* EXERCISE *
In full and unaltered, output the records below.

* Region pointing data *

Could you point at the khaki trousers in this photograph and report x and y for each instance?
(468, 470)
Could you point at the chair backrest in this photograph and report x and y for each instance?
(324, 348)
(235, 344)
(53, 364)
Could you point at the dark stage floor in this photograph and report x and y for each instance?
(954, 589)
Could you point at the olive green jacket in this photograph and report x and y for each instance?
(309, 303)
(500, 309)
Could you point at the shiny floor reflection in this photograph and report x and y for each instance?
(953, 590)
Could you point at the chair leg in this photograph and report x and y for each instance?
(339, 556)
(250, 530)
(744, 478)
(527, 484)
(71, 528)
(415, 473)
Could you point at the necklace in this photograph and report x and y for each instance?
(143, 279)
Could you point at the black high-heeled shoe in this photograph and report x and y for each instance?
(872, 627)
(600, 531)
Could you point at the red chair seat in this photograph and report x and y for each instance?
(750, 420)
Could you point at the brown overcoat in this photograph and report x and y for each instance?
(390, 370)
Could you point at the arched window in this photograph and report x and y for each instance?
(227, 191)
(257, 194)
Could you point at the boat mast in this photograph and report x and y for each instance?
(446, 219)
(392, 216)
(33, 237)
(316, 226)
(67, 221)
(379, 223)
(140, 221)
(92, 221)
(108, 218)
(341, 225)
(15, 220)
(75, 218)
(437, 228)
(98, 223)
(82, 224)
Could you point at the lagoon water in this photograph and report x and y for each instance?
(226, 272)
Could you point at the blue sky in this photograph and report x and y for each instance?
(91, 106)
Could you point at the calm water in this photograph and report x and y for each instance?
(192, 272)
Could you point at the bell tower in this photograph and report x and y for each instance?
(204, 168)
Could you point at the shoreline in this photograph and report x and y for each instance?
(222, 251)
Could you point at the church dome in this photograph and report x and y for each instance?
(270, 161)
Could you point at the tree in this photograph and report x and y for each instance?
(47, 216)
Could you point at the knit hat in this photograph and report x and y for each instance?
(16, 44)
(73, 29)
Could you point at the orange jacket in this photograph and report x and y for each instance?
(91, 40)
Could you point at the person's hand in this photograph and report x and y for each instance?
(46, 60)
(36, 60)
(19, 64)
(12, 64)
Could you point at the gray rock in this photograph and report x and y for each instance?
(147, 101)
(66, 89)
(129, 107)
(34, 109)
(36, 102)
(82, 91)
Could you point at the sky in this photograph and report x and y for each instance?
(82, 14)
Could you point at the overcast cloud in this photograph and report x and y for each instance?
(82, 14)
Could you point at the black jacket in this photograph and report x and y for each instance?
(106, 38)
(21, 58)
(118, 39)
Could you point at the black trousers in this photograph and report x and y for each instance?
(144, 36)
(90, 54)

* RESPONSE *
Could you point at the khaki trousers in this photograph and report x and y for each instance?
(468, 470)
Could you point at the chair backrest in this photograph and report x and y for each instance?
(324, 348)
(235, 344)
(53, 364)
Could you point at the dark stage floor in this photograph and report x and y for each instance?
(954, 589)
Could you point at the olive green jacket in this photograph and report x and y for each instance?
(309, 303)
(500, 309)
Could you point at the shiny floor reflection in this photograph and report x and y for each instance?
(953, 590)
Could you point at the chair leg in this photograph and report x and y for each instance?
(339, 556)
(250, 530)
(744, 478)
(527, 484)
(71, 528)
(415, 473)
Could you point at the necklace in this photograph and report x and y for each instance?
(143, 279)
Could you point at the black high-heeled shoe in this photograph and report x and y for each instance?
(872, 627)
(600, 531)
Could you point at the red chair seat in this photograph and report x and y for each instance?
(750, 420)
Could you point at the brown overcoat in this photograph and report x and y for each instance?
(390, 370)
Could you point at the arched window in this photograph and report x and y for each instance?
(227, 191)
(257, 194)
Could you point at the boat mast in this photograph and report x and y for each instance?
(446, 219)
(392, 216)
(33, 237)
(316, 226)
(67, 221)
(379, 223)
(140, 221)
(92, 221)
(108, 218)
(341, 225)
(15, 220)
(75, 218)
(437, 228)
(98, 223)
(82, 224)
Could you point at the lagoon water in this photograph and report x and y for each instance?
(226, 272)
Could you point at the blue sky in this photograph and report x and y for each instance?
(91, 106)
Could you point at the calm water in this photograph and report x and y for each instance?
(192, 272)
Could you point at the bell tower in this photograph and report x and y for each instance?
(204, 168)
Could you point at the shoreline in this photograph and report x and y for each instance?
(222, 251)
Could you point at the church dome in this photograph and report x and y for each instance?
(270, 161)
Could you point at the tree in this photograph and report x and y for each instance?
(47, 216)
Could you point at the knit hat in this photograph and report x and y for each instance?
(16, 44)
(73, 29)
Could you point at the orange jacket in this photograph and report x and y for each instance?
(91, 40)
Could you point at the person's hand in this photograph and report x and y for each instance?
(46, 60)
(36, 60)
(19, 64)
(12, 64)
Could you point at the gray rock in this photograph and report x and y for each instance?
(147, 101)
(66, 89)
(129, 107)
(34, 109)
(36, 102)
(82, 91)
Could you point at the sky in this photograph and report x and y for each instance?
(82, 14)
Could you point at the overcast cloud in this photograph and report x and y for each instance?
(82, 14)
Could you point at the black jacket in this photograph and report x and y for each instance?
(106, 38)
(21, 58)
(118, 39)
Could you point at the black trousers in this photograph and report x and y for each instance?
(144, 36)
(90, 54)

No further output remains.